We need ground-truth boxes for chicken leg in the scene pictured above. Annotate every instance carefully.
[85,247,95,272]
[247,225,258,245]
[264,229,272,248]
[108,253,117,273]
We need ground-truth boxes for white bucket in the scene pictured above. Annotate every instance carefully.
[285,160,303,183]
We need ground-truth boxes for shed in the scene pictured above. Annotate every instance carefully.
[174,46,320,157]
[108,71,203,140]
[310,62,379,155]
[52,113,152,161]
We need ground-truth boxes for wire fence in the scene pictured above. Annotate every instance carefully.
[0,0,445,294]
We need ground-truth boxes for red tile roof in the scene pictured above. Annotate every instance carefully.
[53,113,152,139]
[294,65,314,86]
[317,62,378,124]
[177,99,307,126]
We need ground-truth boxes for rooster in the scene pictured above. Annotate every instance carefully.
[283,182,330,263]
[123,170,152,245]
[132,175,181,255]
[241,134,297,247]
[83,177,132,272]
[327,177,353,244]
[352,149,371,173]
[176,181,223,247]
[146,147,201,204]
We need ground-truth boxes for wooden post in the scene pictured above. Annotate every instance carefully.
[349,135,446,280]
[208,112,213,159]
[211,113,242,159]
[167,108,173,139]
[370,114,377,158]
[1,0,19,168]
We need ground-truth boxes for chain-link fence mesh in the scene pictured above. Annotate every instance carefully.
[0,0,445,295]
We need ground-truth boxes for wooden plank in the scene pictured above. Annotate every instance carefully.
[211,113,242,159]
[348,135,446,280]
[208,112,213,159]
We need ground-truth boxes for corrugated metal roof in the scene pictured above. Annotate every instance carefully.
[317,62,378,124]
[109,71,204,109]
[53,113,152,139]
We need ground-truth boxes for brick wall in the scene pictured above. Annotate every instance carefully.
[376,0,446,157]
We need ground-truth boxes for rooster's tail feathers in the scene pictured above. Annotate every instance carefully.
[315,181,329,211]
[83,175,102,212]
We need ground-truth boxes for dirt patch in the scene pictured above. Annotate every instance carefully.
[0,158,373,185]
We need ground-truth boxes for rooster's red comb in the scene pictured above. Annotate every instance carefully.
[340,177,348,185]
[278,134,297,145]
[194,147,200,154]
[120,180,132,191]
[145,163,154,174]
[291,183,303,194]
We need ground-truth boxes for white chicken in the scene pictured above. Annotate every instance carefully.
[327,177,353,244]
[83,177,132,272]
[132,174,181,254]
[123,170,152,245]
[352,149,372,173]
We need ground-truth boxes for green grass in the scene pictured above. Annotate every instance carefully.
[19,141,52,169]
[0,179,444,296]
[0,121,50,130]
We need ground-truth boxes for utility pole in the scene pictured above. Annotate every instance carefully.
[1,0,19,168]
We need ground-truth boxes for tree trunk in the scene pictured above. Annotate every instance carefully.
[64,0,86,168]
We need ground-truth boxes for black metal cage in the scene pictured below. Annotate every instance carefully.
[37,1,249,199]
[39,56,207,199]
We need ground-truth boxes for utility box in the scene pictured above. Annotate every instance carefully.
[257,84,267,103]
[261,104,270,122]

^^^^^^^^

## Description of the task
Word for word, write out the data.

## Your response
We need ground-truth boxes for chicken leg in the scene pictured above. Annotate every instance carefully.
[85,247,95,272]
[247,225,258,245]
[264,229,272,248]
[108,253,117,273]
We need ground-truth boxes for white bucket in the scene pictured above. Annotate every instance carefully.
[285,160,303,183]
We need ground-truth boxes for shed in the scene pictured above. Annotate every instance carefully.
[174,46,320,157]
[108,71,203,140]
[310,62,379,155]
[52,113,152,161]
We need ground-truth boxes for wire fence in the scene pictured above. Annotate every instance carefully.
[0,0,445,294]
We need ground-truth boxes for red tile roof in the scene pictured above. Annotate every instance carefully.
[53,113,152,139]
[294,65,314,86]
[317,62,378,124]
[177,99,307,126]
We need ground-truth boxes for rooster in the scene pictured above. Annotate every instance carefully.
[283,182,330,263]
[123,170,152,245]
[132,175,181,255]
[241,134,297,247]
[83,177,132,272]
[327,177,353,244]
[352,149,371,173]
[176,181,223,247]
[146,147,201,204]
We need ground-truth boxes for wooden post in the scene pictured above. Annotate every instance carefully.
[349,135,446,280]
[208,112,213,159]
[211,113,242,159]
[167,108,173,139]
[370,114,377,158]
[1,0,19,168]
We need ground-truth boxes for chain-link fence mesh in the scene pictured above. Annotate every instance carefully.
[0,0,445,295]
We need ground-truth boxes for wooden plank in the scene pictured above. Annotate every instance carefully.
[211,113,242,159]
[348,135,446,280]
[208,112,213,159]
We need ground-truth boxes for corrugated metal roof in the scene pictured above. Annotate every instance carefully.
[317,62,378,124]
[109,71,204,109]
[53,113,152,139]
We need ground-truth boxes for brick wall in the scene pictured above. Annotate every instance carefully.
[376,0,446,157]
We need ground-truth boxes for rooster's tail feathers in the scene pictured above. Annotate every instance carefully.
[315,181,329,211]
[83,175,102,212]
We need ground-truth boxes for dirt patch in the scene pictured above. Annotate every instance carefully.
[0,158,373,185]
We need ground-truth boxes for rooster's red comb in the scene pictured above. Annotate every instance carefully.
[340,177,348,185]
[278,134,297,145]
[194,147,200,154]
[120,180,132,191]
[145,163,154,174]
[291,183,303,194]
We need ground-truth boxes for white chicken in the scene pictured above. Annotate every instance carefully.
[327,177,353,244]
[83,177,132,272]
[132,174,181,254]
[123,170,152,245]
[352,149,372,173]
We need ground-truth boxes for green grass in the scene pictured above. Annotate every instance carefully.
[19,141,52,169]
[0,179,444,296]
[0,121,50,130]
We need ground-truth boxes for utility pole in the scene pictured above. Annotate every instance carefully.
[1,0,19,168]
We need ground-truth boxes for tree trunk in the scene pictured above. Annotate every instance carefully.
[64,0,86,168]
We need ground-truth boxes for black metal cage in the scene pictured below. Annotate every instance carefully.
[37,1,249,199]
[39,56,207,199]
We need ground-truth boxes for utility box in the scene pictured above. Annotate every instance carefully.
[257,84,267,103]
[261,104,270,122]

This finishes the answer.